SOURCE DATA:
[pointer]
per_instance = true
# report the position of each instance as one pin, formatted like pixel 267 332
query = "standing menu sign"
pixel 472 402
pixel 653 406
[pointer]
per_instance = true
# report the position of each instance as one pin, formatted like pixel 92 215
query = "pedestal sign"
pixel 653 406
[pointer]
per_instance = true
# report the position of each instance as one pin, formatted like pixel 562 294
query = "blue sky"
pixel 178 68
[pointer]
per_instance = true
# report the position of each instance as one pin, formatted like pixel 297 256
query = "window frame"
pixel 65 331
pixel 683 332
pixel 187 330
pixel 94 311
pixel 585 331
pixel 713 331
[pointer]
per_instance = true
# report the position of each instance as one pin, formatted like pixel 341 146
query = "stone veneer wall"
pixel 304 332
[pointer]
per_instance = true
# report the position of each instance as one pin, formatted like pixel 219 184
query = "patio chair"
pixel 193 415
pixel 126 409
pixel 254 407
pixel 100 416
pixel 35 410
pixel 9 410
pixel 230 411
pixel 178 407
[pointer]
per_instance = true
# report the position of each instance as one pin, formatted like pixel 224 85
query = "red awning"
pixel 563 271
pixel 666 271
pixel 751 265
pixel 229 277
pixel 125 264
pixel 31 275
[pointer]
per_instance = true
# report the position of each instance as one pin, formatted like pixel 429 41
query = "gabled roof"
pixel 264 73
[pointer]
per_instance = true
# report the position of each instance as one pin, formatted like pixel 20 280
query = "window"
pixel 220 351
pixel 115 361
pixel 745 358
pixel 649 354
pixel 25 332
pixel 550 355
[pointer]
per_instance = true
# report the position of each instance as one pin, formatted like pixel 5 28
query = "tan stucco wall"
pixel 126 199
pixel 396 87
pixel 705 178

EXERCISE OBJECTIVE: Transcribe the whole listing with nothing added or left out.

FULL ANSWER:
[pointer]
per_instance = true
# report the position of each instance as one pin, formatted like pixel 267 332
query = "standing menu sign"
pixel 472 402
pixel 653 406
[pointer]
per_instance = true
# report the position of each instance as one pin, formatted like pixel 92 215
query = "pedestal sign"
pixel 653 406
[pointer]
per_instance = true
# report the position of each instance as one pin, formatted like pixel 562 294
query = "blue sky"
pixel 178 68
[pointer]
per_instance = true
# report the position of each instance as one pin, formatted like pixel 297 256
query = "window frame"
pixel 65 331
pixel 683 332
pixel 187 330
pixel 94 311
pixel 585 331
pixel 713 331
[pointer]
per_instance = true
# report the position of each instance as one pin, formatted like pixel 341 146
query = "stone veneer wall"
pixel 304 332
[pointer]
per_instance = true
# report the position of each instance as one pin, formatted like pixel 219 184
query = "patio chair"
pixel 193 415
pixel 126 409
pixel 254 407
pixel 100 416
pixel 35 410
pixel 9 410
pixel 230 411
pixel 178 407
[pointer]
per_instance = true
# report the position of each instance as one pin, formatted like pixel 224 85
query = "red awning"
pixel 563 271
pixel 666 271
pixel 751 265
pixel 229 277
pixel 125 264
pixel 31 275
[pointer]
per_instance = true
# report the position of each instance as one pin, formatted like pixel 429 41
query = "gabled roof"
pixel 264 73
[pointer]
per_instance = true
# report the position of each instance as one pin, formatted like pixel 20 280
query = "window"
pixel 220 351
pixel 115 361
pixel 745 358
pixel 649 354
pixel 25 332
pixel 550 355
[pointer]
per_instance = true
# report the position of each instance as one pin, formatted like pixel 5 28
query = "tan stucco wall"
pixel 126 199
pixel 396 87
pixel 705 178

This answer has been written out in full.